Start of DATASET EXCERPTS

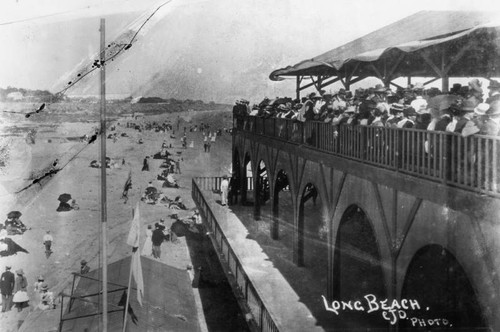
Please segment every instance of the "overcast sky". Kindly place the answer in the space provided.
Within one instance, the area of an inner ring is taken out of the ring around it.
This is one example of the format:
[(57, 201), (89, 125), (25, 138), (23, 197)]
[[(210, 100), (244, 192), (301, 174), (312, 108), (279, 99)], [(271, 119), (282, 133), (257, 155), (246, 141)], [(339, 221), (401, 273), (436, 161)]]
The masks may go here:
[[(95, 30), (81, 31), (81, 19), (96, 18), (98, 22), (97, 18), (101, 16), (121, 14), (115, 15), (115, 19), (107, 23), (107, 35), (113, 36), (135, 18), (152, 12), (163, 2), (1, 0), (0, 44), (3, 51), (0, 53), (0, 87), (10, 85), (52, 90), (54, 82), (62, 75), (71, 72), (89, 54), (98, 50), (98, 33)], [(204, 10), (196, 11), (200, 6)], [(183, 8), (183, 12), (192, 8), (193, 12), (203, 16), (200, 20), (211, 16), (216, 16), (218, 20), (238, 16), (242, 18), (241, 24), (251, 20), (249, 26), (265, 25), (274, 40), (286, 40), (300, 50), (297, 51), (297, 57), (294, 54), (287, 57), (290, 63), (279, 65), (285, 67), (303, 60), (304, 56), (313, 57), (420, 10), (500, 10), (500, 1), (172, 0), (158, 13), (157, 18), (172, 19), (169, 15), (177, 13), (176, 7)], [(49, 35), (53, 33), (54, 27), (64, 27), (64, 31)], [(182, 31), (165, 33), (178, 33), (182, 37)], [(95, 35), (95, 39), (86, 40), (82, 34)], [(250, 33), (245, 38), (254, 37)], [(266, 37), (256, 35), (255, 38)], [(80, 40), (84, 40), (85, 45), (79, 45)], [(302, 49), (303, 45), (307, 45), (306, 50)], [(85, 54), (82, 54), (82, 49), (86, 49)], [(52, 60), (47, 59), (57, 59), (57, 67), (54, 67)], [(148, 64), (146, 62), (143, 65)], [(224, 67), (224, 63), (220, 65)], [(120, 89), (126, 90), (124, 87)]]

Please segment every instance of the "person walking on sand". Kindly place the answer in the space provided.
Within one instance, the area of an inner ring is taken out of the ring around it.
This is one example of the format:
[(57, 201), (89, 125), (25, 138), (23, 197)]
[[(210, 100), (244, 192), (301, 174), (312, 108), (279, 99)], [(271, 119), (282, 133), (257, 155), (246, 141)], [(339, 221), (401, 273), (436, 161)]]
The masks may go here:
[(155, 224), (155, 230), (151, 235), (151, 242), (153, 244), (153, 257), (158, 259), (161, 258), (161, 244), (165, 239), (165, 234), (163, 234), (163, 230), (164, 227), (162, 227), (160, 224), (157, 223)]
[(208, 136), (203, 133), (203, 149), (208, 152)]
[(5, 266), (5, 272), (0, 279), (0, 289), (2, 291), (2, 312), (10, 311), (12, 308), (12, 293), (14, 291), (15, 276), (10, 272), (10, 265)]
[(227, 205), (227, 193), (229, 191), (229, 181), (227, 175), (224, 174), (222, 177), (222, 182), (220, 184), (220, 203), (222, 206)]
[(146, 158), (144, 158), (144, 161), (142, 162), (142, 171), (148, 171), (149, 172), (149, 157), (146, 156)]
[(26, 289), (28, 288), (28, 280), (24, 276), (23, 269), (19, 269), (16, 271), (16, 280), (14, 285), (14, 297), (12, 301), (17, 307), (17, 311), (21, 312), (24, 308), (29, 307), (28, 293)]
[(151, 236), (153, 235), (153, 227), (148, 225), (146, 229), (146, 241), (144, 242), (144, 247), (142, 247), (142, 256), (153, 255), (153, 242), (151, 242)]
[(47, 231), (45, 235), (43, 236), (43, 244), (45, 245), (45, 257), (49, 258), (50, 255), (52, 254), (52, 243), (54, 242), (54, 239), (52, 238), (52, 235), (50, 235), (50, 231)]
[(177, 160), (175, 161), (175, 173), (176, 174), (182, 174), (181, 173), (181, 158), (177, 158)]

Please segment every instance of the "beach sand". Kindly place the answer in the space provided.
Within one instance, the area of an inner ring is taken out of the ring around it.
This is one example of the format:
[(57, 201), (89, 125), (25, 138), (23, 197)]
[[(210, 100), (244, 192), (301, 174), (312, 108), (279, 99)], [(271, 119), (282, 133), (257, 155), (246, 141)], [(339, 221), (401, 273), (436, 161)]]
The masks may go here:
[[(156, 115), (145, 117), (142, 121), (163, 122), (170, 119), (172, 123), (177, 119), (177, 113), (170, 115)], [(181, 119), (191, 120), (187, 123), (181, 120), (181, 132), (184, 126), (192, 124), (208, 123), (213, 130), (219, 128), (230, 128), (232, 117), (228, 111), (204, 111), (196, 114), (182, 114)], [(152, 225), (164, 218), (167, 227), (173, 220), (168, 218), (172, 213), (178, 213), (181, 218), (192, 215), (192, 208), (195, 207), (191, 199), (191, 179), (194, 176), (220, 176), (227, 174), (231, 160), (231, 136), (223, 133), (222, 137), (217, 137), (215, 144), (212, 144), (210, 154), (203, 152), (202, 134), (200, 132), (190, 132), (187, 130), (188, 143), (194, 142), (194, 148), (186, 150), (181, 148), (180, 133), (176, 131), (176, 138), (170, 138), (171, 132), (156, 133), (154, 131), (143, 131), (142, 133), (125, 127), (125, 120), (117, 126), (118, 133), (127, 133), (129, 137), (119, 137), (116, 143), (107, 139), (107, 156), (116, 161), (119, 168), (106, 170), (107, 181), (107, 226), (108, 226), (108, 262), (114, 262), (130, 255), (130, 247), (125, 243), (126, 236), (130, 228), (132, 210), (149, 181), (164, 192), (169, 198), (181, 196), (188, 211), (170, 210), (164, 205), (149, 205), (140, 202), (140, 212), (145, 230), (146, 225)], [(100, 169), (89, 167), (92, 160), (99, 160), (100, 141), (86, 145), (74, 141), (68, 141), (65, 137), (81, 136), (82, 132), (88, 132), (95, 123), (71, 123), (58, 128), (57, 132), (47, 134), (46, 137), (37, 137), (37, 143), (33, 146), (19, 142), (19, 151), (22, 149), (31, 150), (29, 154), (17, 153), (11, 160), (10, 168), (4, 173), (3, 189), (0, 188), (0, 195), (5, 195), (6, 200), (2, 201), (2, 213), (8, 210), (19, 210), (22, 212), (21, 220), (31, 229), (23, 235), (12, 236), (11, 238), (27, 249), (29, 254), (18, 253), (14, 256), (2, 257), (0, 259), (0, 270), (4, 271), (5, 266), (10, 264), (15, 271), (22, 268), (28, 279), (28, 293), (34, 299), (33, 283), (38, 275), (44, 275), (50, 290), (54, 294), (60, 292), (69, 293), (71, 272), (79, 271), (80, 260), (86, 259), (91, 268), (97, 268), (99, 264), (101, 229), (101, 208), (100, 208)], [(175, 127), (175, 126), (174, 126)], [(176, 129), (176, 128), (174, 128)], [(49, 143), (49, 138), (52, 137)], [(118, 135), (120, 136), (120, 135)], [(142, 138), (144, 144), (138, 144)], [(17, 138), (20, 140), (20, 138)], [(161, 188), (161, 181), (156, 180), (157, 174), (161, 172), (159, 166), (161, 160), (150, 159), (150, 171), (141, 171), (142, 162), (145, 156), (152, 156), (159, 152), (162, 142), (172, 144), (169, 151), (180, 155), (184, 161), (181, 162), (182, 174), (176, 174), (181, 188)], [(22, 187), (26, 184), (26, 176), (35, 168), (44, 168), (53, 162), (55, 158), (60, 159), (63, 168), (43, 187), (32, 186), (20, 194), (13, 194), (15, 187)], [(27, 167), (28, 159), (31, 160)], [(125, 164), (122, 164), (125, 160)], [(20, 166), (25, 166), (21, 168)], [(133, 187), (129, 192), (128, 203), (124, 204), (121, 199), (123, 185), (127, 175), (131, 171)], [(12, 180), (13, 174), (17, 181)], [(8, 182), (8, 183), (7, 183)], [(58, 207), (58, 196), (62, 193), (69, 193), (76, 199), (79, 210), (69, 212), (56, 212)], [(43, 235), (50, 230), (54, 237), (52, 250), (54, 253), (47, 259), (42, 244)], [(143, 238), (144, 238), (143, 233)], [(162, 261), (166, 264), (186, 269), (191, 264), (185, 238), (179, 238), (178, 243), (167, 242), (163, 245)], [(26, 321), (26, 326), (40, 327), (40, 331), (52, 331), (59, 323), (60, 308), (47, 312), (40, 312), (35, 309), (35, 301), (31, 301), (31, 306), (21, 313), (12, 310), (9, 313), (0, 315), (0, 331), (16, 331), (20, 323)], [(25, 329), (28, 331), (29, 329)]]

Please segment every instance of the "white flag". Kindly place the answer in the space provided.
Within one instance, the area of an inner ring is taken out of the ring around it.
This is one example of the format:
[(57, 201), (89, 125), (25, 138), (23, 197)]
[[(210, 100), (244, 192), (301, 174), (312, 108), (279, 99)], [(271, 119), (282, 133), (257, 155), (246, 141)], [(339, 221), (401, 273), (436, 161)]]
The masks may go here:
[(141, 216), (139, 215), (139, 202), (135, 206), (134, 219), (130, 225), (130, 231), (127, 237), (127, 244), (134, 248), (139, 247), (139, 237), (141, 234)]
[(144, 280), (142, 279), (141, 253), (139, 250), (132, 254), (132, 275), (134, 276), (135, 284), (137, 285), (137, 302), (142, 307), (142, 298), (144, 297)]
[(130, 269), (132, 270), (132, 275), (134, 276), (135, 283), (137, 285), (137, 301), (142, 307), (142, 298), (144, 296), (144, 280), (142, 278), (142, 266), (141, 266), (141, 254), (139, 248), (139, 238), (141, 235), (141, 215), (139, 213), (139, 202), (135, 206), (134, 218), (132, 219), (132, 224), (130, 225), (130, 231), (128, 233), (127, 244), (133, 248), (137, 248), (135, 252), (132, 252), (132, 260), (130, 261)]

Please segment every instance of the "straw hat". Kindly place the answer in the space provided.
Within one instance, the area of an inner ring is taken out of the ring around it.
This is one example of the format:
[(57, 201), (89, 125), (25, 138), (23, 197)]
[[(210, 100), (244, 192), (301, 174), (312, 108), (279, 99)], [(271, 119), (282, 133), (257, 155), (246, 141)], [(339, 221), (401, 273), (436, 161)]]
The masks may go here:
[(23, 269), (16, 270), (16, 274), (21, 275), (21, 276), (24, 275)]
[(489, 109), (490, 109), (489, 104), (480, 103), (474, 108), (474, 113), (476, 113), (477, 115), (485, 115)]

End of DATASET EXCERPTS

• _ABOUT THIS TASK_: What lines in the material above hold the string "Please"? List them.

• _REPLY TO THE TASK_:
Please segment every instance of the "overcast sky". Kindly place the answer in the space provided.
Please segment every instance of the "person walking on sand". Kindly place the answer in the space provided.
Please segment every instance of the "beach sand". Kindly place the answer in the space provided.
Please segment every instance of the "white flag". Kindly place the answer in the space provided.
Please segment every instance of the "straw hat". Kindly place the answer in the space provided.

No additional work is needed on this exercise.